Write out the lines from the line containing "Task: mark the street" through the final line of the listing below, exactly, omitting every other line.
◆ ◆ ◆ ◆ ◆
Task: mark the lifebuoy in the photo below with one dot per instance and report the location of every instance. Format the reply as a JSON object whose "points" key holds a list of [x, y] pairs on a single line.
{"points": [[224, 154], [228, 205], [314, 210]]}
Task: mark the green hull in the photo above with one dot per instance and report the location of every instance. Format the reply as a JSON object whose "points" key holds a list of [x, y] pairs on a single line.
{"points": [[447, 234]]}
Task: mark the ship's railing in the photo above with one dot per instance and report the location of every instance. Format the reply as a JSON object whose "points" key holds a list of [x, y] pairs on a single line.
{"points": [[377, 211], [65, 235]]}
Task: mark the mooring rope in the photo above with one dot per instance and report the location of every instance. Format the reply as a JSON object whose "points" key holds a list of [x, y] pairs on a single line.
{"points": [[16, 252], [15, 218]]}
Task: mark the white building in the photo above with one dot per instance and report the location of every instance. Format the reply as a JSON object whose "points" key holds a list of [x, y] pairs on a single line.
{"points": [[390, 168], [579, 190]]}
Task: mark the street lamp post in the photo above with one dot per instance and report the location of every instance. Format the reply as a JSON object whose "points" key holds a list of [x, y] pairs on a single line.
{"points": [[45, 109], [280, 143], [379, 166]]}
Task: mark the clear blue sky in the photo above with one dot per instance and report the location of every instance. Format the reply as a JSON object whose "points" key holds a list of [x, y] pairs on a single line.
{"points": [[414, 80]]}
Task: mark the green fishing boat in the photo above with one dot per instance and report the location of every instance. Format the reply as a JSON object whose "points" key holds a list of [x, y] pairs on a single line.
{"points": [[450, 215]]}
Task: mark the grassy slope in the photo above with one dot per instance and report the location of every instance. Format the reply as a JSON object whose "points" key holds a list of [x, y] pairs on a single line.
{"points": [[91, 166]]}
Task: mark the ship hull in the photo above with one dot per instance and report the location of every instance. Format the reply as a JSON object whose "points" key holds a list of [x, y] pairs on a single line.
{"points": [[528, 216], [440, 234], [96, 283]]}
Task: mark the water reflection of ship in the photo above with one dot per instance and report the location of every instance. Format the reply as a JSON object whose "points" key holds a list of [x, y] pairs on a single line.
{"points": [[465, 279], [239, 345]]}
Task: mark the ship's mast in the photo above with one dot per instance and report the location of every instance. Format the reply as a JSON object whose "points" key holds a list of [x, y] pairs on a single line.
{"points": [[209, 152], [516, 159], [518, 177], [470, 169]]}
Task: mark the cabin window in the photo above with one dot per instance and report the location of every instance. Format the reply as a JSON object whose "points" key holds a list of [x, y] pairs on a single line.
◆ ◆ ◆ ◆ ◆
--- REPLY ---
Task: mark the street lamp post in the photo above with one dot per instance and report the location of every instance. Format the reply as a JSON object whose "points" key holds a list of [x, y] pairs on a single line.
{"points": [[45, 109], [280, 143], [379, 166]]}
Task: mark the clear blue sky in the photo above with one dot per instance and report the location of every instance. Format the reply as a JSON object whose "points" key holds a list of [x, y] pairs on a single line.
{"points": [[414, 80]]}
Task: mark the green fishing boat in the photo above with one dot per instance and report the location of every instance. Format the reply as a JSON object whose "points" key holds a list of [x, y] pairs on a single line.
{"points": [[450, 215]]}
Task: mark the grassy slope in the photo above with one dot per instance and report the location of every instance. Format the reply as a JSON object whose "points" key holds a list of [x, y] pairs on a single line.
{"points": [[91, 166]]}
Task: mark the ship hull in the photo above with one dot per instance and report the location of every instance. Format the reply as a JSON object whose "points" key holds a list of [x, y] pairs on a single line.
{"points": [[528, 216], [440, 234], [96, 283]]}
Task: mark the water reflection of ship in the photo above with one dot per instance and report the location of every instance. Format the reply as a JSON object whose "points" key holds a list of [x, y] pairs on a single line.
{"points": [[465, 279], [239, 345]]}
Task: mark the ship's mast in the photo above with one dot per instance and report the location of every instance. Format the reply as a JSON object whose "points" key holds a list of [x, y] pairs on a single line.
{"points": [[209, 152], [516, 159], [518, 177], [470, 169]]}
Task: mark the cabin window in the photo above with one dot per instance and report the location of every instance. Format the reply as a JSON object whose "points" key holds a list of [x, y] pairs on a single line.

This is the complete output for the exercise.